- ASSIGNED TASK:
Each record is to be printed again exactly, though not its pictures.

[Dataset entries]
*** Begin section ***

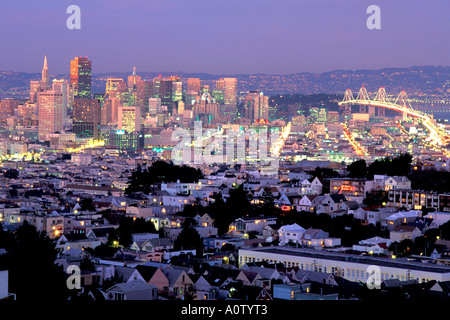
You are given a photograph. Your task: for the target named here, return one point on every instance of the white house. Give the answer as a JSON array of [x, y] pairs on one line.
[[306, 204], [397, 182], [316, 186], [375, 245], [290, 234], [330, 203]]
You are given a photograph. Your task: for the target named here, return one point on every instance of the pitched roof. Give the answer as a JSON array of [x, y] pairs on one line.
[[146, 272], [403, 228], [123, 273], [131, 286]]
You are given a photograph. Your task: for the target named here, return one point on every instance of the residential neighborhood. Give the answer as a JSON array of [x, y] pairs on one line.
[[218, 238]]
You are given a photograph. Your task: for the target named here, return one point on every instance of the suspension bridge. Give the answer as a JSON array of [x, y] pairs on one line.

*** End section ***

- SOLUTION TO THIS EXERCISE:
You are given a photograph. Your task: for the target named here, return one point on every instance of the white house. Give the answer as a JSON array of [x, y] pairs on one line.
[[306, 204], [397, 182], [316, 186], [375, 245], [290, 234], [330, 203]]
You are given a photograph. Your task: for the target named here, return one point on every instance of the pitched roof. Give the answer as a JSON array of [x, y] pairs on one line.
[[146, 272], [403, 228], [123, 273], [131, 286]]
You are given a photograph. Your task: for the target named here, return one point on every instance of the residential neighborhood. Give the answer as a JSON array of [x, y] pairs on one line.
[[218, 238]]
You are given a photograph. Your task: for the target named here, return one point on every instance of the suspension bridge. Give the answer as a JSON array of [x, y] pairs on one line.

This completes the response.